_WRITTEN PROBLEM_:
In the items from the line with "Annotation guideline: every instance of the group" through the end of the items, can you change "railway track" to "railroad track" and keep every other character the same?

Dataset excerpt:

◆ ◆ ◆ ◆ ◆

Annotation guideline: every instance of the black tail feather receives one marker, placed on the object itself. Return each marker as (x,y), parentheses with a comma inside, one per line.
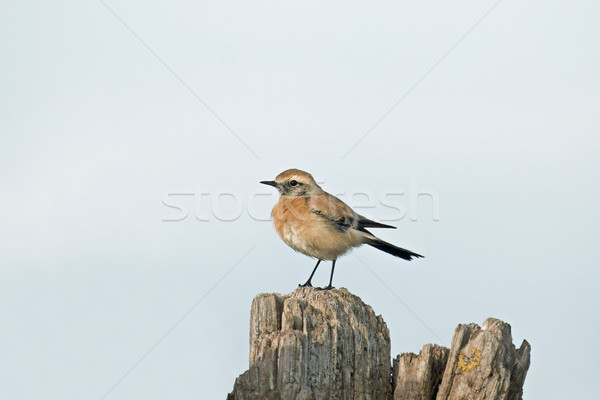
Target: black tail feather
(394,250)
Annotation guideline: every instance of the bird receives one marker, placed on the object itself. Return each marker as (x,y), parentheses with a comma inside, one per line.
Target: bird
(319,225)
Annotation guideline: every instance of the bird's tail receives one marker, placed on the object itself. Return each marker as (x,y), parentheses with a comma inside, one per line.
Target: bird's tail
(391,249)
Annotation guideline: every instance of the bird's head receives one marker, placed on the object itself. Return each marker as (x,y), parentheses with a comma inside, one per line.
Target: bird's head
(294,182)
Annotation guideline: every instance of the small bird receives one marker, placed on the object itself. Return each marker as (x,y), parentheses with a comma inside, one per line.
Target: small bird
(319,225)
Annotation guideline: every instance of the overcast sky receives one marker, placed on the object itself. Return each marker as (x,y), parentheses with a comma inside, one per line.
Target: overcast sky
(482,149)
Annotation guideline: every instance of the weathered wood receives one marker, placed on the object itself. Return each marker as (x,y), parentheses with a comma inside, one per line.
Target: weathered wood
(417,377)
(314,344)
(484,364)
(317,345)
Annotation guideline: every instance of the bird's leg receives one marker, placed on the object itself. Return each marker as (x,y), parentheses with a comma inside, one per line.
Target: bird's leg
(331,277)
(308,284)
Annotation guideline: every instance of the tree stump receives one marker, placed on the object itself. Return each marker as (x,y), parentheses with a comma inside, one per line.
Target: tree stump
(315,345)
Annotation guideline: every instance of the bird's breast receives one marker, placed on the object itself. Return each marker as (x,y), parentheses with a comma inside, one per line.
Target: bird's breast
(309,233)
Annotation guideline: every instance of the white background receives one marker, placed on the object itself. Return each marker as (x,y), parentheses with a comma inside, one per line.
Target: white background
(95,131)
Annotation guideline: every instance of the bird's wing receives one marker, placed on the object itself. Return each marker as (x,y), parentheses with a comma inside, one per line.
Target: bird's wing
(367,223)
(334,211)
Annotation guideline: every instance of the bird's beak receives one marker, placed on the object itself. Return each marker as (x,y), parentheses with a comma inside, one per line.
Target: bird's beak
(270,183)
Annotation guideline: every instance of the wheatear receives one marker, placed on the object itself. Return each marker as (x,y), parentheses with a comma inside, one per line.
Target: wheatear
(318,224)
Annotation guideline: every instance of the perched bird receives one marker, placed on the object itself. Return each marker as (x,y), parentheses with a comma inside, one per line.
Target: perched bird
(318,224)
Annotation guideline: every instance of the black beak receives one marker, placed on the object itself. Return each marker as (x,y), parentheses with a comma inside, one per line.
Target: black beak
(270,183)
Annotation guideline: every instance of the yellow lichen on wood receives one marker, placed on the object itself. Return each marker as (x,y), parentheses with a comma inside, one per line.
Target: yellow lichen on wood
(466,364)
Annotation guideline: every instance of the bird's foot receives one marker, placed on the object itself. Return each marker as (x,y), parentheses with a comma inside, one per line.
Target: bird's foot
(328,287)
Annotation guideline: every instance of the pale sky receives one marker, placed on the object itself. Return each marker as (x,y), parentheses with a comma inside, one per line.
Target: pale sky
(100,297)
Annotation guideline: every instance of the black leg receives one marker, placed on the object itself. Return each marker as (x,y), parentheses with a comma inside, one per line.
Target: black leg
(308,284)
(331,277)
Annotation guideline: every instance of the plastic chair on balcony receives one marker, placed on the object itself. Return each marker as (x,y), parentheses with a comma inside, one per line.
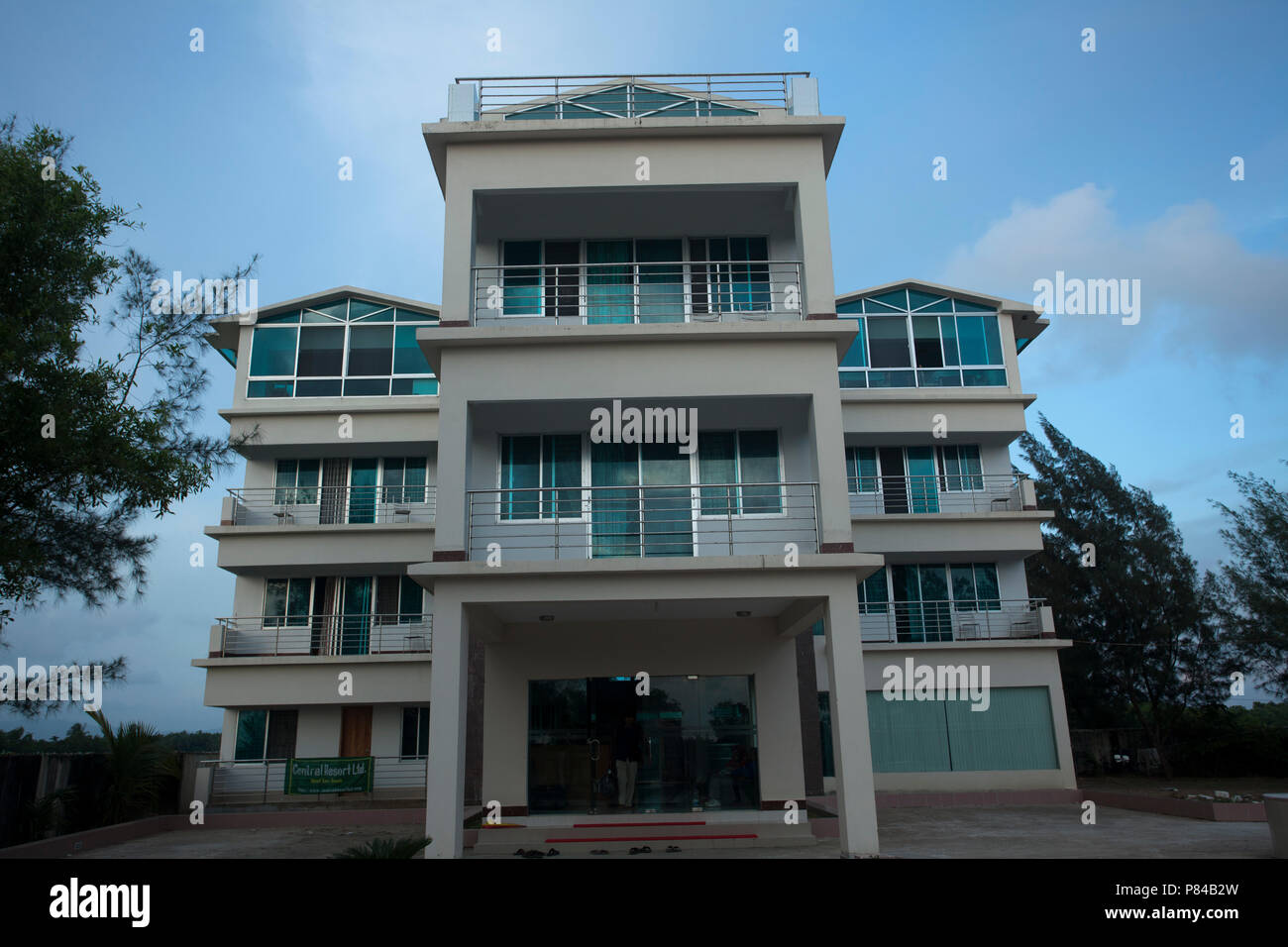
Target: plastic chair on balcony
(1025,628)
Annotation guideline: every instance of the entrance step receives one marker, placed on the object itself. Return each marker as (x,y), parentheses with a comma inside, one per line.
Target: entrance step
(621,836)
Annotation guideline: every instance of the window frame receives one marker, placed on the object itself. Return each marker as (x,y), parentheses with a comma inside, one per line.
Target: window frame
(910,313)
(687,263)
(348,322)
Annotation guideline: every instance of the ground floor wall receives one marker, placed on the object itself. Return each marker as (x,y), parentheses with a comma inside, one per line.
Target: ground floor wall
(926,740)
(704,648)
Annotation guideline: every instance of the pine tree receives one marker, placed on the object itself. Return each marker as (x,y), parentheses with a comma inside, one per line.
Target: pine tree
(1115,570)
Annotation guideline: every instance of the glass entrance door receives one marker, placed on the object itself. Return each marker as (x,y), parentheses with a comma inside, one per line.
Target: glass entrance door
(698,741)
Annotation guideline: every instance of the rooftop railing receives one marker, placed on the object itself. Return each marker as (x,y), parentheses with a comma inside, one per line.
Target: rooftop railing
(649,521)
(333,505)
(634,292)
(708,94)
(325,634)
(935,493)
(951,621)
(235,781)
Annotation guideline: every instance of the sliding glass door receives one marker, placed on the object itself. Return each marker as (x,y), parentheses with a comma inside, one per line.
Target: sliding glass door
(614,514)
(356,616)
(609,281)
(668,512)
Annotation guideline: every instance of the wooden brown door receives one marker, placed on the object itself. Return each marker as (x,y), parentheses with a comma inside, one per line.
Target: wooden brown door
(356,731)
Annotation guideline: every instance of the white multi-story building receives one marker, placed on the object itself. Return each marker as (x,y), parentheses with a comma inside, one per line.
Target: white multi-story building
(451,564)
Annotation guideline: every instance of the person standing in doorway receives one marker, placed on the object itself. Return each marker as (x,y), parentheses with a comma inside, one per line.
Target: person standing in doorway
(627,753)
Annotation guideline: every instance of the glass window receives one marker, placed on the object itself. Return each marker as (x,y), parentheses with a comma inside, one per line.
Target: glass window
(925,339)
(857,356)
(408,359)
(561,467)
(321,351)
(252,733)
(874,594)
(862,470)
(541,460)
(273,352)
(522,278)
(295,482)
(746,458)
(717,463)
(960,468)
(370,351)
(975,587)
(411,600)
(403,479)
(758,463)
(888,342)
(286,602)
(520,472)
(415,733)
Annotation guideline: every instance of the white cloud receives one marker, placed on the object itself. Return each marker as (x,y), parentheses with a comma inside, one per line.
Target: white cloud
(1202,292)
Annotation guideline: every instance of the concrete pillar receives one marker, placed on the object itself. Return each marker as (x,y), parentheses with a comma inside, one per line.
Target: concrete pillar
(851,744)
(451,501)
(445,780)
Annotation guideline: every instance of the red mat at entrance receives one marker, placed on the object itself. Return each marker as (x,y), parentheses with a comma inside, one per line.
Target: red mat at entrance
(653,838)
(631,825)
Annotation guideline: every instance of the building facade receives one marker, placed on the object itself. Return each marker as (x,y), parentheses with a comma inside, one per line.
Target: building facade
(643,479)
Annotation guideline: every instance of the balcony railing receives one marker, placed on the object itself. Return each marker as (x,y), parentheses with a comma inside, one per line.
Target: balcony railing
(325,634)
(333,505)
(265,781)
(935,493)
(709,94)
(640,292)
(951,621)
(623,522)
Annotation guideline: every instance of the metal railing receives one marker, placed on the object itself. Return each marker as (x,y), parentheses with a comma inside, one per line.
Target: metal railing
(325,634)
(265,781)
(623,522)
(333,505)
(645,95)
(951,621)
(935,493)
(608,292)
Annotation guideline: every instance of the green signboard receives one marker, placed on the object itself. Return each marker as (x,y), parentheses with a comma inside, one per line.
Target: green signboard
(329,775)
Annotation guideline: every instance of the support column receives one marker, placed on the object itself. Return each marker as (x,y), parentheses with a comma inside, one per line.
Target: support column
(851,742)
(445,780)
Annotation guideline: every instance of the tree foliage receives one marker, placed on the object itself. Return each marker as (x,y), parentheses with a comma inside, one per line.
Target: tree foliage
(86,444)
(1250,592)
(1145,644)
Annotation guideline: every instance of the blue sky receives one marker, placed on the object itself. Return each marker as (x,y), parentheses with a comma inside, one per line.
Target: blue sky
(1104,165)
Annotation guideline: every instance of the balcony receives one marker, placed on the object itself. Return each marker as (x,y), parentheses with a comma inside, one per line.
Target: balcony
(956,621)
(232,783)
(649,521)
(662,95)
(300,635)
(931,493)
(331,505)
(639,292)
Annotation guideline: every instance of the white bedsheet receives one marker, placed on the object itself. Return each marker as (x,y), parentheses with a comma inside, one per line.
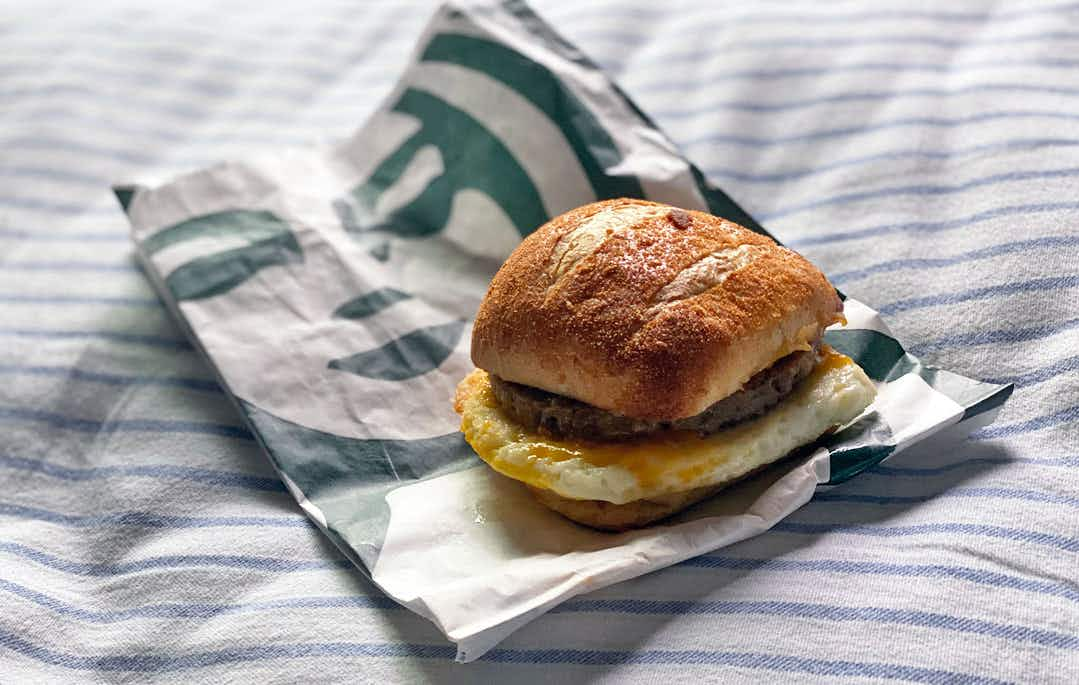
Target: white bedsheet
(926,156)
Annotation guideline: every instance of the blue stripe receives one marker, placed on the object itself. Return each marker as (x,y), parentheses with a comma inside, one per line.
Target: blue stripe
(755,76)
(1057,368)
(832,613)
(707,107)
(150,662)
(1004,493)
(768,44)
(201,611)
(922,190)
(149,519)
(247,563)
(95,205)
(124,425)
(163,471)
(82,236)
(823,167)
(936,227)
(1016,535)
(800,610)
(74,373)
(139,339)
(993,337)
(66,175)
(878,569)
(79,299)
(1035,285)
(581,12)
(989,433)
(70,265)
(115,69)
(939,262)
(918,471)
(253,42)
(846,132)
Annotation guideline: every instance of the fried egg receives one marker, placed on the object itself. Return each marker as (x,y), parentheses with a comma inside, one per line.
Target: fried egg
(836,392)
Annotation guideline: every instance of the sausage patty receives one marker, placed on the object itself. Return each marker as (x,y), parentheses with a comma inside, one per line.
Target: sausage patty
(564,418)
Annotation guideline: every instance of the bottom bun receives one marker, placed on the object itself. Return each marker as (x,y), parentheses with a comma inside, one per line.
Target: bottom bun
(615,518)
(606,516)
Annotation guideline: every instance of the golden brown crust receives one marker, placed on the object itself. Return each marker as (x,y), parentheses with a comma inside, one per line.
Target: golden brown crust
(645,310)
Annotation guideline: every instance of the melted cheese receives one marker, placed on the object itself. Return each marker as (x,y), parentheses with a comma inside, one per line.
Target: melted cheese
(836,392)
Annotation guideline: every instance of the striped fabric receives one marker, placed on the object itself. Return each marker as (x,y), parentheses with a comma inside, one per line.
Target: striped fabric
(922,155)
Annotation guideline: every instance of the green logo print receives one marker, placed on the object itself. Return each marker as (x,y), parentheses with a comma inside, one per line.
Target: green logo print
(269,240)
(589,141)
(405,357)
(473,159)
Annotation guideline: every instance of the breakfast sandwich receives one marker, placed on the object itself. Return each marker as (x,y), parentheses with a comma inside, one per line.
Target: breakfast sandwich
(633,358)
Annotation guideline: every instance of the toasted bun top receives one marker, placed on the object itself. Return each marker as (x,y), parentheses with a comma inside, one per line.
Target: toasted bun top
(645,310)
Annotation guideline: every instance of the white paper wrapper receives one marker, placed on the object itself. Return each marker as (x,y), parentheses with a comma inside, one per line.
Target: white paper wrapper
(332,292)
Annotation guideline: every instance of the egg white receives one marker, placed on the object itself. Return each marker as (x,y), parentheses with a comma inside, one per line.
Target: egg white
(835,392)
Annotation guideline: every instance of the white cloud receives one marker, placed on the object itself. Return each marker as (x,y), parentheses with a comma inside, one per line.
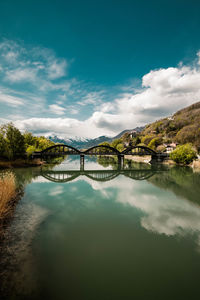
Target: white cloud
(57,69)
(56,109)
(17,75)
(10,100)
(163,92)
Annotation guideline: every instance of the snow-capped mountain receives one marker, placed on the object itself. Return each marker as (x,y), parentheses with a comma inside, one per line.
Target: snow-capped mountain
(82,143)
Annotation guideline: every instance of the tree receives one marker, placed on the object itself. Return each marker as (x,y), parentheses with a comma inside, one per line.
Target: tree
(15,145)
(116,142)
(154,143)
(184,154)
(2,145)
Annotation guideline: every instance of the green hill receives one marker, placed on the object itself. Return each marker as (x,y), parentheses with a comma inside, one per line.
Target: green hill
(183,127)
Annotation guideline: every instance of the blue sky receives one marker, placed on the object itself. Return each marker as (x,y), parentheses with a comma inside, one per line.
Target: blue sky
(90,68)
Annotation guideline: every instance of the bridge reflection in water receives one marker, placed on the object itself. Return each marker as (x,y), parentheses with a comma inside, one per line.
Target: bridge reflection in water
(97,175)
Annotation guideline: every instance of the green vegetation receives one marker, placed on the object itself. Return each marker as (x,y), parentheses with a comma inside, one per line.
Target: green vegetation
(183,127)
(184,154)
(14,144)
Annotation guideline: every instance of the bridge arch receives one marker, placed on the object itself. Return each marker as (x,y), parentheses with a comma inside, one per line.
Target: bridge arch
(61,146)
(91,150)
(102,176)
(139,150)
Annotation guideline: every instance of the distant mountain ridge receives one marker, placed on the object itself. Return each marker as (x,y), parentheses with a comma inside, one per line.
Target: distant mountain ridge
(87,143)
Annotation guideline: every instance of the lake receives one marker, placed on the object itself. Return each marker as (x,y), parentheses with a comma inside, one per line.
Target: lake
(104,233)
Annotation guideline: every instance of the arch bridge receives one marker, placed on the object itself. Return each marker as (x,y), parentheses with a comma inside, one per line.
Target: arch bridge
(63,149)
(96,175)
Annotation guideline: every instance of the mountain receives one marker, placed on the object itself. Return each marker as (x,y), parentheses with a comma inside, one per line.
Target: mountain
(87,143)
(182,127)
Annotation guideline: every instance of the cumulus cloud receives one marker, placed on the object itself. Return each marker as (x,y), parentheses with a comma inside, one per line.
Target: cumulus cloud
(56,109)
(162,92)
(10,100)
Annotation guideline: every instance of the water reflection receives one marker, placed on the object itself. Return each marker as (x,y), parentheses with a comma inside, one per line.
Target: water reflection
(79,226)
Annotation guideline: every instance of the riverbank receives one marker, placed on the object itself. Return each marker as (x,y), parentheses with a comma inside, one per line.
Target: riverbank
(20,163)
(9,196)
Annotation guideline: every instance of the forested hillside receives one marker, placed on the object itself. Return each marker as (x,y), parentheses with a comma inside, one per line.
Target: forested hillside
(181,128)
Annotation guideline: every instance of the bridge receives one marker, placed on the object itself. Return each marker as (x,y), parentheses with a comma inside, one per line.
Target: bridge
(96,175)
(63,149)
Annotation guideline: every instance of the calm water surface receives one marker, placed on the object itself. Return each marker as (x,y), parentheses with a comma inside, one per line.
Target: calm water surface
(104,233)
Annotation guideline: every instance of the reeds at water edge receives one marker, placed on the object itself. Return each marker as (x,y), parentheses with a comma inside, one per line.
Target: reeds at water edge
(7,195)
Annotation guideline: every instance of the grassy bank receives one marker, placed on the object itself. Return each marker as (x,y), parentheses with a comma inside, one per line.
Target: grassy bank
(8,199)
(20,163)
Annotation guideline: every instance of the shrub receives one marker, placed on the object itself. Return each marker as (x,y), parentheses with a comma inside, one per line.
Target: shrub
(154,143)
(184,154)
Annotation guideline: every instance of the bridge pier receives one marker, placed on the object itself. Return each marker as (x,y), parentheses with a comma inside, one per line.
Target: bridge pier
(82,160)
(121,162)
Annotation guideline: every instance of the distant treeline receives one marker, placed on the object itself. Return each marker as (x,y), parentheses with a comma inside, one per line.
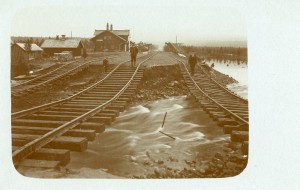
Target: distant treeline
(39,41)
(221,54)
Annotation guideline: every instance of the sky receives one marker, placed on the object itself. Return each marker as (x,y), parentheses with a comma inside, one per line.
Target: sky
(148,21)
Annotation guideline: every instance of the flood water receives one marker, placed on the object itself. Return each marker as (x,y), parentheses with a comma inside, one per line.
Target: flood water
(239,72)
(133,145)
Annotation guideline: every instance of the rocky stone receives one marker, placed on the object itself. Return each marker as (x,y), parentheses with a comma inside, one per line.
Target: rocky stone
(160,162)
(220,166)
(146,163)
(231,165)
(219,156)
(227,149)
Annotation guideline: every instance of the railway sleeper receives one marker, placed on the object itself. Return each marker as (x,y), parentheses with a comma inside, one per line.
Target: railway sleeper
(46,154)
(89,134)
(98,119)
(229,128)
(99,127)
(226,121)
(245,147)
(216,115)
(239,136)
(70,113)
(78,144)
(33,163)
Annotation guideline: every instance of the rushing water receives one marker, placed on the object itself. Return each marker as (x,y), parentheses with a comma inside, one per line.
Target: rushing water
(239,72)
(134,138)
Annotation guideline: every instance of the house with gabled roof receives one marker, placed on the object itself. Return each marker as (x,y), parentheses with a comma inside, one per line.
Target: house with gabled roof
(60,44)
(21,54)
(111,40)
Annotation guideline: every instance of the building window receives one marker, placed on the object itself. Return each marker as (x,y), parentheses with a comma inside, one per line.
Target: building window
(107,37)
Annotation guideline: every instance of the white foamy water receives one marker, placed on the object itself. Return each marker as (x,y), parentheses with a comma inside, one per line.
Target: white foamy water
(237,71)
(135,136)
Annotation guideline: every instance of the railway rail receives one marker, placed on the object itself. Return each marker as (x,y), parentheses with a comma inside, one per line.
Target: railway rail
(59,73)
(43,136)
(225,107)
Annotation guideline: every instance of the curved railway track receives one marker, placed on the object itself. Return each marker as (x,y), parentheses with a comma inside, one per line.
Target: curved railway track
(44,136)
(48,78)
(228,109)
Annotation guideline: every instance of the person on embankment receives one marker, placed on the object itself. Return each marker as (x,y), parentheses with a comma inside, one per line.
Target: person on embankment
(133,53)
(193,59)
(105,64)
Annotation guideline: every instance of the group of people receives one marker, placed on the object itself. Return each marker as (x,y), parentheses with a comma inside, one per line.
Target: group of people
(193,60)
(133,54)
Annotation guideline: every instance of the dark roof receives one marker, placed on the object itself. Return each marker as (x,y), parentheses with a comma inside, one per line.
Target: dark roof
(34,47)
(116,32)
(109,32)
(60,43)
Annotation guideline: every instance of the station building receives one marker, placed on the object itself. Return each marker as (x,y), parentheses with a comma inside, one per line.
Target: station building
(21,55)
(60,44)
(111,40)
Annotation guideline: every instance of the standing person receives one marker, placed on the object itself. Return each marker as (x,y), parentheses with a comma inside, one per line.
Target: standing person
(105,64)
(133,53)
(192,62)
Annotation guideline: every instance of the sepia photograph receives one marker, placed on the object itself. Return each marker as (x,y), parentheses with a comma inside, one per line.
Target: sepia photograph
(137,92)
(133,90)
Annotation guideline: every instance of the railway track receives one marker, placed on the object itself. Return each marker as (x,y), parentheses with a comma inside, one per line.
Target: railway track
(43,136)
(225,107)
(59,73)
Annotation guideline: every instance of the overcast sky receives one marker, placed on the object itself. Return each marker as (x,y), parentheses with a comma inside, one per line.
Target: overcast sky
(150,21)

◆ ◆ ◆ ◆ ◆

_WRITTEN ANSWER_:
Annotation guideline: every instance of the group of people receives one marker, placed on the object itself. Return each marker as (x,y), parentheses with a comma inside, one per line.
Target: group of people
(193,60)
(133,54)
Annotation guideline: every instance of the dark roof receives one marker, placed on the object itself. Return each marker as (x,y), parentheses with a comma inside, one per line.
Target: dark roof
(34,47)
(116,32)
(109,32)
(60,43)
Annotation guideline: every instance of the station building receives one marker, placed on the object itself. Return each marker as (x,y), parentheses with a comma inside, one per line.
Target: station building
(21,55)
(60,44)
(111,40)
Annotation guideline: every instance of the standing person receives one marker, placed on the object itself. Return each marker as (x,y), parentheses with a comma inside, one per line.
Target: standing person
(105,64)
(133,53)
(192,62)
Annotation guideline: every instance of the sepia photograph receives one marker, placed on the object itself. Return each marker as (x,y), parentheses with a comma inside, one per line.
Target: sepia photograph
(137,92)
(133,90)
Annotation guideline: every instance of the railroad track receives one marker, placed on the object itself. Return each marker as (x,y), parentheses with a comma inside, one per line.
Target: railroad track
(43,136)
(225,107)
(59,73)
Annotation guideline: every instance of the overcast sky receives one marker, placed on the object itself. Return each marker as (x,y), parentheses with a comma inside, one per line.
Target: overcast sky
(150,21)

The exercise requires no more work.